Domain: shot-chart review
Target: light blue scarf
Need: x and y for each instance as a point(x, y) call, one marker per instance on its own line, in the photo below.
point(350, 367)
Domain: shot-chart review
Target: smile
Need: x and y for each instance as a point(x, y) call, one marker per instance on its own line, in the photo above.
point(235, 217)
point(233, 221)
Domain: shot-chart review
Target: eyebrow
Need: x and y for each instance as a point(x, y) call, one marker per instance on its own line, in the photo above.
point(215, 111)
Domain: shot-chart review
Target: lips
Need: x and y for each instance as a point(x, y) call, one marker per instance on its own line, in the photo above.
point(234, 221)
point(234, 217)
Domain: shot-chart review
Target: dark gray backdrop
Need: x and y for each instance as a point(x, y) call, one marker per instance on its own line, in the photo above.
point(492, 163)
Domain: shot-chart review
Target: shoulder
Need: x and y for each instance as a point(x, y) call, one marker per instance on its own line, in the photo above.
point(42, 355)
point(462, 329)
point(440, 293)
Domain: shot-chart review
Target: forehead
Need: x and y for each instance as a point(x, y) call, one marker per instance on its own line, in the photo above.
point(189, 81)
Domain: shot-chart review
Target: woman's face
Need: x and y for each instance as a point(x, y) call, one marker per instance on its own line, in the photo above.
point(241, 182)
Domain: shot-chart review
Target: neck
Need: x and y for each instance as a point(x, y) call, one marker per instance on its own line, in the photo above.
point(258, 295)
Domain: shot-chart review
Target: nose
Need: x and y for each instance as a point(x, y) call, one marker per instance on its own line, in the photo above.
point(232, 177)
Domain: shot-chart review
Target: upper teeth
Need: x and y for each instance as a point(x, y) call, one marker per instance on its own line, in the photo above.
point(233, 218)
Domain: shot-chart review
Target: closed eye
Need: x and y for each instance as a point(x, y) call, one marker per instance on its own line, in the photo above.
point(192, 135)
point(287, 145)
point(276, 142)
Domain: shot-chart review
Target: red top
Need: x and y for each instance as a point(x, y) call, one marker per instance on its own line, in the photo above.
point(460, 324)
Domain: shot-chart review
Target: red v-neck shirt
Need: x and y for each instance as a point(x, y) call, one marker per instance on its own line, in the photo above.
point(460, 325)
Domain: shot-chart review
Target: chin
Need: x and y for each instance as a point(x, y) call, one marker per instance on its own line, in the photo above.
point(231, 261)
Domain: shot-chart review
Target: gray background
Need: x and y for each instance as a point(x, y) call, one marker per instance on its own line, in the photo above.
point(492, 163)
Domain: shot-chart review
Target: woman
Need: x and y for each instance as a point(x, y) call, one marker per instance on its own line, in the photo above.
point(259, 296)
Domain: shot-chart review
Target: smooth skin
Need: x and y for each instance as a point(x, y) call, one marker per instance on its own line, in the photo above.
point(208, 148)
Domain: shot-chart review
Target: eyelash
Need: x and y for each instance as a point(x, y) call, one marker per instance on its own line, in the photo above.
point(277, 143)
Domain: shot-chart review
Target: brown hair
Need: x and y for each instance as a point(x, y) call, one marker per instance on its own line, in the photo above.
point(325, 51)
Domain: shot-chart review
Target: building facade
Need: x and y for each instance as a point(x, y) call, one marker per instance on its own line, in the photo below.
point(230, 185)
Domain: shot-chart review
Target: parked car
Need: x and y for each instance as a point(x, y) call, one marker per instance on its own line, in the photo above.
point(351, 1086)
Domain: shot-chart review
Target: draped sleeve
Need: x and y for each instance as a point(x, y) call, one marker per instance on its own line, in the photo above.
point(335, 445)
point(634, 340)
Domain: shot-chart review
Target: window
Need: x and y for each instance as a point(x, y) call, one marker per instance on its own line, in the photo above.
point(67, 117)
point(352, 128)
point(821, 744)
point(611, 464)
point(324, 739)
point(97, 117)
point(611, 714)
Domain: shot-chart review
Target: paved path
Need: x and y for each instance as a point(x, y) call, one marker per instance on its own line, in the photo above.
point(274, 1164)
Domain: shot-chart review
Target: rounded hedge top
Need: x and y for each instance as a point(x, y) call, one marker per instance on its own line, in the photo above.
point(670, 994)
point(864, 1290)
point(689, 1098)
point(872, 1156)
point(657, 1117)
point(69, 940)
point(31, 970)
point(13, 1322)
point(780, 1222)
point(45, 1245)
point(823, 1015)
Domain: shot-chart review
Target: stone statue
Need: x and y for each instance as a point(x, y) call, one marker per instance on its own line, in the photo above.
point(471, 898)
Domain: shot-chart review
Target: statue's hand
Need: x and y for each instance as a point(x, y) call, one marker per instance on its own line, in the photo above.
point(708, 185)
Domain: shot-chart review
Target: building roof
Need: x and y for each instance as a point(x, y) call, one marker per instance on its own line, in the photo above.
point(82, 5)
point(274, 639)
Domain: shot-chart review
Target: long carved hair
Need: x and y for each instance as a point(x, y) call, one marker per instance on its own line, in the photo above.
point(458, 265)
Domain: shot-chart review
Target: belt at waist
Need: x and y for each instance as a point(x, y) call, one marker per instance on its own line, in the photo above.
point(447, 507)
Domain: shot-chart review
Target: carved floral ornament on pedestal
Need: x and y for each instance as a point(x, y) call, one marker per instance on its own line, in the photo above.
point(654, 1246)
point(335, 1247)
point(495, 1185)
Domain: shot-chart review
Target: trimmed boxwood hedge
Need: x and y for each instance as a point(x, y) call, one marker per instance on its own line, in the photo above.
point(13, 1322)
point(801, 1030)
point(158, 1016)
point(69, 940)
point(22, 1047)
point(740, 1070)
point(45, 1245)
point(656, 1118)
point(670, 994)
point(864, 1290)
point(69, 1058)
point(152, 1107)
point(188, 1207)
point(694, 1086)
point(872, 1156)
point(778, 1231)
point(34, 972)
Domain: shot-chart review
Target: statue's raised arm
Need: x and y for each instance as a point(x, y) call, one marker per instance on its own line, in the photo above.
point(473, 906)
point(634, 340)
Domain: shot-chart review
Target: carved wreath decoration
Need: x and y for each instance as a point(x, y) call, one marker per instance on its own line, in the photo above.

##############################

Task prompt
Reproduce the records in full, exactly as written.

Result of the exercise
Domain: shot-chart review
Target: light blue scarf
Need: x and y for each instance as a point(x, y) call, one marker per instance on its own line, in the photo below.
point(350, 367)
Domain: shot-chart review
Target: smile
Need: x and y for each instance as a point(x, y) call, one marker per instance on its own line, in the photo above.
point(235, 217)
point(233, 221)
Domain: shot-chart review
Target: eyebrow
Need: x and y for each instance as a point(x, y) call, one marker per instance on its own line, in the photo above.
point(215, 111)
Domain: shot-chart review
Target: lips
Need: x and y for each instance as a point(x, y) call, one marker per instance on its own line, in the photo above.
point(234, 221)
point(234, 217)
Domain: shot-chart review
Target: dark gray backdrop
Need: x and y for each instance as a point(x, y) call, one marker per instance on its own line, in the photo above.
point(492, 163)
Domain: shot-chart review
Target: shoulder
Need: x and y for each instance as a point(x, y) call, one marker per instance on its own line, in the photo above.
point(42, 355)
point(462, 329)
point(440, 293)
Domain: shot-chart review
Target: forehead
Need: x and y for each instance as a point(x, y) call, one marker per instance on its own line, in the photo above.
point(189, 81)
Domain: shot-chart review
Target: woman's face
Need: x and y for each instance as a point(x, y) call, one marker per instance on its own line, in the photo above.
point(241, 182)
Domain: shot-chart review
Target: neck
Need: x and y for each instance as a point(x, y) call, one marker per instance on its own line, in the photo above.
point(258, 295)
Domain: shot-chart review
Target: nose
Need: x and y for each instance as a point(x, y) call, one marker per instance on its own line, in the photo above.
point(232, 177)
Domain: shot-chart review
Target: upper teeth
Need: x and y for each instance as a point(x, y) call, one marker per instance on its own line, in the photo above.
point(233, 218)
Domain: shot-chart review
Target: closed eye
Need: x and y for each instance as a point(x, y) call, one marker per instance on its own line, in the photo above.
point(192, 135)
point(287, 145)
point(276, 142)
Domain: shot-chart review
Target: red top
Need: x and y for each instance as a point(x, y) call, one marker per instance on its own line, in the photo above.
point(460, 324)
Domain: shot-chart review
Target: red v-neck shirt
Need: x and y for each instance as a point(x, y) call, one marker per instance on its own line, in the photo above.
point(460, 325)
Domain: shot-chart review
Target: chin
Need: x and y for each instance as a point(x, y) call, one marker per instance on its own line, in the photo above.
point(231, 261)
Domain: shot-chart review
Target: gray background
Need: x and y for each instance as a point(x, y) call, one marker per instance on its own line, in the photo above.
point(492, 163)
Domain: shot-chart review
Target: woman
Need: x and y for each instance as a point(x, y) call, one marker per instance on its own line, in the photo above.
point(259, 296)
Domain: shot-chart review
Target: smooth skin
Need: x and y for each instance as a point(x, y) call, one marker per instance on its own line, in the photo above.
point(208, 148)
Domain: shot-chart review
Target: eyelash
Need: x and y for each instance as a point(x, y) call, one marker per instance on its own line, in the photo above.
point(277, 143)
Domain: shot-chart review
Target: brown hair
Need: x and y for each instance as a point(x, y) call, one marker per instance on its own line, in the photo above.
point(325, 51)
Domain: shot-chart review
Target: building facade
Need: x and y for each instance as a point(x, y) call, one marker per instance on its own line, in the photo below.
point(230, 185)
Domain: shot-chart review
Target: parked car
Need: x and y for each instance as a point(x, y) call, one marker per instance on its own line, in the photo above.
point(351, 1086)
Domain: shot-chart review
Target: draped sleeve
Need: x and y for each instance as a point(x, y) call, one marker per instance on its own line, in the photo above.
point(335, 445)
point(634, 340)
Domain: shot-chart review
Target: window
Need: x and y for each instance as a point(x, y) call, one marker per instance on its own line, in the photo above.
point(67, 117)
point(352, 128)
point(821, 744)
point(611, 464)
point(324, 739)
point(97, 117)
point(611, 714)
Domain: shot-chart review
Target: paved path
Need: x and y for each instance as a point(x, y) call, one marker per instance on its own line, in the photo above.
point(274, 1164)
Domain: shot-chart review
Target: rounded hedge top
Need: x and y for each instance as a point(x, y) call, one marker per instance on its own line, in the photo above.
point(670, 994)
point(864, 1290)
point(689, 1098)
point(872, 1156)
point(657, 1117)
point(69, 940)
point(31, 970)
point(13, 1322)
point(780, 1222)
point(45, 1245)
point(823, 1015)
Domain: shot-chart review
Target: stone statue
Need: x and y for each instance as a point(x, y) call, one marker per instance on its own line, in the photo above.
point(471, 898)
Domain: shot-chart review
Target: statue's hand
Need: x and y for each instance as a point(x, y) call, one marker per instance on its own line, in the photo above.
point(708, 185)
Domain: shot-chart review
Target: building roof
Need: x and y for each instance as a point(x, y) call, one marker per instance on its own line, in the photo above.
point(82, 5)
point(274, 639)
Domain: shot-chart review
Target: long carved hair
Need: x and y for each instance as a point(x, y) call, one marker per instance on its own line, in the photo above.
point(458, 265)
Domain: shot-chart review
Target: belt at waist
Need: x and y for each instance as a point(x, y) call, one marker per instance on its own line, in the photo above.
point(447, 507)
Domain: shot-chart review
Target: carved floral ornament on pedestal
Need: x and y for each instance as a point(x, y) call, one marker per instance on its own line, in the photo above.
point(654, 1246)
point(335, 1247)
point(495, 1185)
Domain: shot-chart review
Target: trimmed boxwood hedge
Need: x and y for each instance as a point(x, y) call, one marker per instance on its own line, in the photo above.
point(13, 1322)
point(801, 1030)
point(158, 1016)
point(69, 940)
point(22, 1047)
point(740, 1070)
point(45, 1245)
point(656, 1118)
point(670, 994)
point(864, 1290)
point(69, 1058)
point(152, 1107)
point(188, 1207)
point(694, 1086)
point(872, 1156)
point(778, 1231)
point(34, 972)
Domain: shot-chart review
Target: statue's raised arm
Need: x and y for each instance as a point(x, y) call, one marker per instance on its own line, in the photo above.
point(473, 906)
point(634, 340)
Domain: shot-chart review
Target: carved wreath decoration
Need: x and y for each instance as a point(x, y) call, one marker per instance on its own line, in the photo above.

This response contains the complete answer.